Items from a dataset
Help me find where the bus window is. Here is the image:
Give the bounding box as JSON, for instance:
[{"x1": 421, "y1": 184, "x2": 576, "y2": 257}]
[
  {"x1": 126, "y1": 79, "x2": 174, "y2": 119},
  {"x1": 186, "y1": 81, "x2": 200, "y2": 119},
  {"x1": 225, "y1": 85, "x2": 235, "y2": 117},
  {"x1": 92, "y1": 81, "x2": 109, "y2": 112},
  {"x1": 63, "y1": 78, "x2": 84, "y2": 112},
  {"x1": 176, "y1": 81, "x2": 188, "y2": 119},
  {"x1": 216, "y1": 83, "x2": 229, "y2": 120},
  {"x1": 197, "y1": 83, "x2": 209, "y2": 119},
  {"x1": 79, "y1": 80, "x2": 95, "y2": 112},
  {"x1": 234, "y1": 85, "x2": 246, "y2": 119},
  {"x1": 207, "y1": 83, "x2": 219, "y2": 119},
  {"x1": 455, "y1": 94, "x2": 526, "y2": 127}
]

# WHAT THE EXERCISE ASKS
Copy the items above, changing "bus window" to "bus wheel" wherever it appears and leaving everything else as it is.

# SOLUTION FOR THIS EXERCISE
Help me find where the bus wheel is. Here is the image:
Give the bounding box as JSON, for instance:
[{"x1": 421, "y1": 184, "x2": 576, "y2": 257}]
[
  {"x1": 126, "y1": 79, "x2": 174, "y2": 119},
  {"x1": 186, "y1": 81, "x2": 200, "y2": 119},
  {"x1": 225, "y1": 85, "x2": 235, "y2": 117},
  {"x1": 92, "y1": 81, "x2": 109, "y2": 112},
  {"x1": 63, "y1": 78, "x2": 84, "y2": 112},
  {"x1": 176, "y1": 81, "x2": 188, "y2": 119},
  {"x1": 216, "y1": 83, "x2": 229, "y2": 120},
  {"x1": 197, "y1": 83, "x2": 209, "y2": 119},
  {"x1": 79, "y1": 80, "x2": 95, "y2": 112},
  {"x1": 234, "y1": 85, "x2": 246, "y2": 119},
  {"x1": 207, "y1": 83, "x2": 219, "y2": 119},
  {"x1": 455, "y1": 94, "x2": 526, "y2": 127}
]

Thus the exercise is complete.